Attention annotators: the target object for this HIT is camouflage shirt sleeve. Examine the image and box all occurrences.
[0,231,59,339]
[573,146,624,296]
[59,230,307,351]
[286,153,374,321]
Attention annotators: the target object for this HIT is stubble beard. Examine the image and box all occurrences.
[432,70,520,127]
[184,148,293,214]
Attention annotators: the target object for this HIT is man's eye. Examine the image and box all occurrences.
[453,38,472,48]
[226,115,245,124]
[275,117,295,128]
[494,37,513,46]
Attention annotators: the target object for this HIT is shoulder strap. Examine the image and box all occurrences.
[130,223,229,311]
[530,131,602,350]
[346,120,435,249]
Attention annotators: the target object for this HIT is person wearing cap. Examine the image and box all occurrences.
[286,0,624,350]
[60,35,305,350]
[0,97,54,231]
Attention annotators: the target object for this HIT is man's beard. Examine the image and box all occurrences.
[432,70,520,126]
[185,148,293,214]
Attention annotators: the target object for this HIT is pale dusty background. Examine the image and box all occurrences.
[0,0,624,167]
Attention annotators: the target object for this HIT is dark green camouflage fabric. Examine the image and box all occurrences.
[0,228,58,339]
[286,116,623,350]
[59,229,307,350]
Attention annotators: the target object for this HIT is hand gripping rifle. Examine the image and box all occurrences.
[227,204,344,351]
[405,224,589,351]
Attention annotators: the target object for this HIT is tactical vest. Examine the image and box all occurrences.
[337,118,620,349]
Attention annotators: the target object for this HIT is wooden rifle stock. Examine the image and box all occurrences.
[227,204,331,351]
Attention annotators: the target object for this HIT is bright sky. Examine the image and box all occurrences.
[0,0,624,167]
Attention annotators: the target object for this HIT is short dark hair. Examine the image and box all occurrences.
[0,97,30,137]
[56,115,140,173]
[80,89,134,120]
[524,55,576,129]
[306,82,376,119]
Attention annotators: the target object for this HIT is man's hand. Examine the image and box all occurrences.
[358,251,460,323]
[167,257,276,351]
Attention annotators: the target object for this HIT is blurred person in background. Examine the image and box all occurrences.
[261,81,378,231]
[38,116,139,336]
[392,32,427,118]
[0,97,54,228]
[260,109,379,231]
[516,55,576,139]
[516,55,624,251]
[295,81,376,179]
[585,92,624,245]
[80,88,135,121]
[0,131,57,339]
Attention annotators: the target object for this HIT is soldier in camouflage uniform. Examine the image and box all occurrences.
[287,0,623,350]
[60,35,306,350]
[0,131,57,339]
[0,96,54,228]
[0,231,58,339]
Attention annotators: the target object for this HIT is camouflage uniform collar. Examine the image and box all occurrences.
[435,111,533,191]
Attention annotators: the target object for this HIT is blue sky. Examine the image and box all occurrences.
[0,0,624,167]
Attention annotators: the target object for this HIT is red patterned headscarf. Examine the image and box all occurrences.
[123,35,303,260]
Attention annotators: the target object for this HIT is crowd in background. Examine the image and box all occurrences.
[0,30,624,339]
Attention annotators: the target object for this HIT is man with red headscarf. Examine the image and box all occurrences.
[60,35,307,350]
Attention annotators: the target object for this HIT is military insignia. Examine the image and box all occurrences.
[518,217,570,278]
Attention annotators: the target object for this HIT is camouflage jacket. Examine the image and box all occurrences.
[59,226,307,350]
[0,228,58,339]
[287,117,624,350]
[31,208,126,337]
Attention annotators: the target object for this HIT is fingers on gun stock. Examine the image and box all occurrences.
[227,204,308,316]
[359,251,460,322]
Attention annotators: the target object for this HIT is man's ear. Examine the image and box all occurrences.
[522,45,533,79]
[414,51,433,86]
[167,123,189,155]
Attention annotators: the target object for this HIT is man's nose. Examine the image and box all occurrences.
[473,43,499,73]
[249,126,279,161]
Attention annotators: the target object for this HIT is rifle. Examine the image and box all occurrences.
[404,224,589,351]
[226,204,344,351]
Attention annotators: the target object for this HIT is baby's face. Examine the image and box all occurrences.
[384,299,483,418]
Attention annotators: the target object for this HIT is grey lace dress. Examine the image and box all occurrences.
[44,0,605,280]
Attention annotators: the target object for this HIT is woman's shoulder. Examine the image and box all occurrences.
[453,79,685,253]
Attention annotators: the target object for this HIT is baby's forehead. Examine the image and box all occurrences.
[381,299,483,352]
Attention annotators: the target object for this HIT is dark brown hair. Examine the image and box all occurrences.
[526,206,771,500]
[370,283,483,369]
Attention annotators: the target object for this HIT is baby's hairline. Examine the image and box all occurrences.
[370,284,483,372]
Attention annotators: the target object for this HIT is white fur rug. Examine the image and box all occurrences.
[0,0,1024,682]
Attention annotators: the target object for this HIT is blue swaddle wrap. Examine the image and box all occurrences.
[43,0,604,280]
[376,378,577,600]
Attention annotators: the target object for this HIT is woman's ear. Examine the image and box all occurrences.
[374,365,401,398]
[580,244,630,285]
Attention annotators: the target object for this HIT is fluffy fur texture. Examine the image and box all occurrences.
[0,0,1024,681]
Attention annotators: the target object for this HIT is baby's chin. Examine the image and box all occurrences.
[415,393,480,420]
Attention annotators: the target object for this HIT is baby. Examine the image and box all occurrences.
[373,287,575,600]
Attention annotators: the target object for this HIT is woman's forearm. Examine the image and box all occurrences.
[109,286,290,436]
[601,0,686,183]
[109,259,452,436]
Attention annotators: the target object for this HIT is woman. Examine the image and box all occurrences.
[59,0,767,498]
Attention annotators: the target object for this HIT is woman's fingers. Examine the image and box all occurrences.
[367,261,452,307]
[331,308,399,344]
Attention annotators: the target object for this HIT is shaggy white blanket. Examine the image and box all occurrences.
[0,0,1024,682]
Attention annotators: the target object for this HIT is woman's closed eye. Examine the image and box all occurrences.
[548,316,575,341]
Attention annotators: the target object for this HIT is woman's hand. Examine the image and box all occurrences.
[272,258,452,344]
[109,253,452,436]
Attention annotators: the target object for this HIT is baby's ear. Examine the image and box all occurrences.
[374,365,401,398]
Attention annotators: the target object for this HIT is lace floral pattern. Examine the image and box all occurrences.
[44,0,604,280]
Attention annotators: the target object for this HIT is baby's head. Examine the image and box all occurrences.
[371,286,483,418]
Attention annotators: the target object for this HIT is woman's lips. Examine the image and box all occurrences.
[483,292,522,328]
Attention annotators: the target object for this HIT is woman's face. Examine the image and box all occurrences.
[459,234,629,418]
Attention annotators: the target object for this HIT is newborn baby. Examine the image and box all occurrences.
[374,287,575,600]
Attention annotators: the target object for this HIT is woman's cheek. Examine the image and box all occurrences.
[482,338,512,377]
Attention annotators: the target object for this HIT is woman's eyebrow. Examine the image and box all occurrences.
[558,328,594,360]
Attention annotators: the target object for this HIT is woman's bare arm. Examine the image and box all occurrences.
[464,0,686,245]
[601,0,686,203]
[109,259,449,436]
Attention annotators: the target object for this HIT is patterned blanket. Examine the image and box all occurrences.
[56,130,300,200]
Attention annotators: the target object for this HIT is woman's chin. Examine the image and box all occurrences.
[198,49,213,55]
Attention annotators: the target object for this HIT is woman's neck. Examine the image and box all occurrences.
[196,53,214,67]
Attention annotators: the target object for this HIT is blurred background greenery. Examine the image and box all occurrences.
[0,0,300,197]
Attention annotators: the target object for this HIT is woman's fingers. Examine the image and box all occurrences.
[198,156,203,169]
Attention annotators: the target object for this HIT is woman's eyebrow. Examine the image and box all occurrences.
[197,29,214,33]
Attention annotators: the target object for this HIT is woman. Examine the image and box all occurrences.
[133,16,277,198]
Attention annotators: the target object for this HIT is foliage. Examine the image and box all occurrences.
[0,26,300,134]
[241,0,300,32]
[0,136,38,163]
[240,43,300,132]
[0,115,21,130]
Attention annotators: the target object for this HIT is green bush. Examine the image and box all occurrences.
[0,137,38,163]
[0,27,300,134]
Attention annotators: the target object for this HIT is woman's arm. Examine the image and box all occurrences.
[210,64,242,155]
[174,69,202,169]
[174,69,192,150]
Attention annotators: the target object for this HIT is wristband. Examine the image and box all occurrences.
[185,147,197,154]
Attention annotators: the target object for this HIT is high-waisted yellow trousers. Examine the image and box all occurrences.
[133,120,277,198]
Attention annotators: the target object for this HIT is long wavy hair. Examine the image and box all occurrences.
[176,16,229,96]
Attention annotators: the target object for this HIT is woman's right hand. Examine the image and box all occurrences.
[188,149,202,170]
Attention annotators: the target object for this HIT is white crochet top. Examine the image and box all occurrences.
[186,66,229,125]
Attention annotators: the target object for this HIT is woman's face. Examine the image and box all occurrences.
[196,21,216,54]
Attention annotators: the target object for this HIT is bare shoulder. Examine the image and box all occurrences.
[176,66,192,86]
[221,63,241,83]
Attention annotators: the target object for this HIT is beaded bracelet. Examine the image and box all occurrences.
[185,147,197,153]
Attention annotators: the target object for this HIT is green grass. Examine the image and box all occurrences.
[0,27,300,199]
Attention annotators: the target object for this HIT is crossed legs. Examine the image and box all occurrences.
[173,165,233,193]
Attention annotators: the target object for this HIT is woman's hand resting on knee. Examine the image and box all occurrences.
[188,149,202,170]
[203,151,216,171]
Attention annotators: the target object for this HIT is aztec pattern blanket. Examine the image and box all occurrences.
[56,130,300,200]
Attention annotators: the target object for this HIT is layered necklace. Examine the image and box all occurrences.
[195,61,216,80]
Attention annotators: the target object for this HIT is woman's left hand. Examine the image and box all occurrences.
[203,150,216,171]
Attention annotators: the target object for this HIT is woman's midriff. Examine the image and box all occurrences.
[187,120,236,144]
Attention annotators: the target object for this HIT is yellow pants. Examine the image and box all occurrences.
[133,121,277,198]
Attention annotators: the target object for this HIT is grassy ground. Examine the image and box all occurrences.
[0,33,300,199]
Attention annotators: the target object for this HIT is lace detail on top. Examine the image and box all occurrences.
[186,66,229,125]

What is expected
Convert the stretch from the line containing "is woman's left" through the last line into a Markdown table with the columns "Row" and "Line", numbering each row and skipping any blank lines.

Full output
| Row | Line |
|---|---|
| 1 | Attention annotators: the target object for this HIT is woman's left hand. Examine the image and box all occurrences. |
| 2 | [203,150,216,171] |
| 3 | Attention annotators: the target object for this HIT is woman's midriff. Examine the image and box all occurrences. |
| 4 | [187,120,236,144] |
| 5 | Attention annotators: the target object for this HIT is yellow pants. Examine the image and box all occurrences. |
| 6 | [133,121,277,198] |
| 7 | Attention annotators: the target object for this HIT is grassy ground. Examine the image and box all occurrences. |
| 8 | [0,33,300,199] |
| 9 | Attention annotators: the target object for this HIT is lace detail on top. Examine the image and box all occurrences. |
| 10 | [186,66,229,125] |